--- Page ---

We sit for over an hour at the siding at Bahuichivo apparently waiting for an opposing train, but what eventually appears is a speeder that pulls up alongside our locomotive and, after a lengthy chat between the crews, pulls back out in front of us and leads us up the mountain. During a relatively dry spell, we meet the train that carries Recreational Vehicles on flat cars, on a siding that appears to cover the entire distance between the Sehueravo bridge and the La Mora bridge. Then exiting a tunnel, we stop for what appears to be no reason at all.

When we start away again, the mechanic/conductor/trainmaster (José) comes to Peter and gives him the sign for “we’ve got a serious problem” (two fingers alongside his nose). It transpires that the airline beneath the Chili Verde, at the Tucson end, has become detached and broken away from the air hose connecting the Tucson to the Chili Verde. We have been able to resume our journey only because José has cut out the brakes on Chili Verde and Divisadero. Peter instantly realizes that, in the event that the cars should become uncoupled, these last two cars on the train would roll away down the mountain until they either derailed or hit something (such as the 1st class passenger train that had followed the RV train through that passing siding while we waited—there are operational passenger trains between Chihuahua and Los Mochis, south of Sufragio, on the Chepe line. Pete and the other guides tell everyone to get their overnight bags from those cars, and then vacate those cars for the remainder of today’s trip.

---

- **Set problem A**
In the train-trip account, what sign does José give Peter to mean "we've got a serious problem"?
- **Set problem B**
Reproduce the train-trip account word for word, everything from "We sit for over" down to "reason at all.".

--- Data extract ---

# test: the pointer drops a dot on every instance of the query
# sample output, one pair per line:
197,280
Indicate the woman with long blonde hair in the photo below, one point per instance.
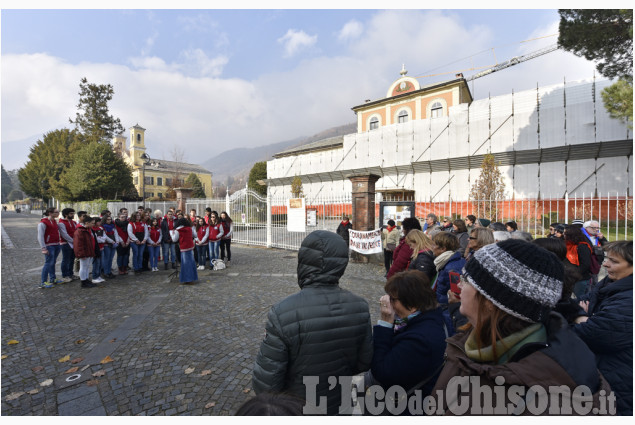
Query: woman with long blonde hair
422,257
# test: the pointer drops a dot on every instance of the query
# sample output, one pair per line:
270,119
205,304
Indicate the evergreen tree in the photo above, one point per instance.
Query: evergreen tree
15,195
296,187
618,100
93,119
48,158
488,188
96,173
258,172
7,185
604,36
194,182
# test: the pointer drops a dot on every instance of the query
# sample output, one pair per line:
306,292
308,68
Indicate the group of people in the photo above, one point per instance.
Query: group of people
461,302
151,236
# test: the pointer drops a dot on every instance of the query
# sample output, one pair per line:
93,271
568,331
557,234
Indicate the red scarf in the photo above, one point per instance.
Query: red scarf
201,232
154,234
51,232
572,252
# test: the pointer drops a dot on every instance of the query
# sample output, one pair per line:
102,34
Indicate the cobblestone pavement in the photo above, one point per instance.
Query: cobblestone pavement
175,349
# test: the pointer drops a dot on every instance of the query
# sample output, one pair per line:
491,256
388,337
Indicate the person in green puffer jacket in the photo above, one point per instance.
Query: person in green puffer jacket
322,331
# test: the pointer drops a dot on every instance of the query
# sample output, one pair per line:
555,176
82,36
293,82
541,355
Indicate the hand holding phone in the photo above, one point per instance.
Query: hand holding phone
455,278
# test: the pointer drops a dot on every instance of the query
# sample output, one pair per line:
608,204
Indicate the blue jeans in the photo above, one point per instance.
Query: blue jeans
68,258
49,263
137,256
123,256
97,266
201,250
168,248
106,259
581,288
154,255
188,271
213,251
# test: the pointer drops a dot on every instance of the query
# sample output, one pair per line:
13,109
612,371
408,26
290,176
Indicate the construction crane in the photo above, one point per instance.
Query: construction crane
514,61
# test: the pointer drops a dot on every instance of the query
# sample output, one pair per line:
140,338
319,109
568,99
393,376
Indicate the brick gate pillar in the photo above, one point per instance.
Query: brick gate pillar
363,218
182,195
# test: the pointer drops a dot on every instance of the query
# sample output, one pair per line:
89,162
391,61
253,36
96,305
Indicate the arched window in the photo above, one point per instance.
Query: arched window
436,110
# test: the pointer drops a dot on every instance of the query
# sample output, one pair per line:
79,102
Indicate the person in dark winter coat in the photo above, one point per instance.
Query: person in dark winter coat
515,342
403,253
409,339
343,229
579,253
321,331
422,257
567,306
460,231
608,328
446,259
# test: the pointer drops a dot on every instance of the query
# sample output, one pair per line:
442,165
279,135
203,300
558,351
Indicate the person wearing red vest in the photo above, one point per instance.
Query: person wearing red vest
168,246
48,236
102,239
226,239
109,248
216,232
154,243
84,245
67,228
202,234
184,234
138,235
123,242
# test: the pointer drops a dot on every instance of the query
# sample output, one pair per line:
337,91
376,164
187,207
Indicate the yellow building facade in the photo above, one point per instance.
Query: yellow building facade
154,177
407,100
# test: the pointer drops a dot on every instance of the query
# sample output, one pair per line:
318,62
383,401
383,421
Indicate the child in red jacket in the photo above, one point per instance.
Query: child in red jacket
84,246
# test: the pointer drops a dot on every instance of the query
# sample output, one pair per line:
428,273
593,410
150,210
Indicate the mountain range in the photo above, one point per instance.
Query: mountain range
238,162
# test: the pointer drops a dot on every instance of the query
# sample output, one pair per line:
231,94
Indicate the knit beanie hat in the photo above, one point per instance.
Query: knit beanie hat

---

- **Complete answer A**
Two fingers alongside his nose.

- **Complete answer B**
We sit for over an hour at the siding at Bahuichivo apparently waiting for an opposing train, but what eventually appears is a speeder that pulls up alongside our locomotive and, after a lengthy chat between the crews, pulls back out in front of us and leads us up the mountain. During a relatively dry spell, we meet the train that carries Recreational Vehicles on flat cars, on a siding that appears to cover the entire distance between the Sehueravo bridge and the La Mora bridge. Then exiting a tunnel, we stop for what appears to be no reason at all.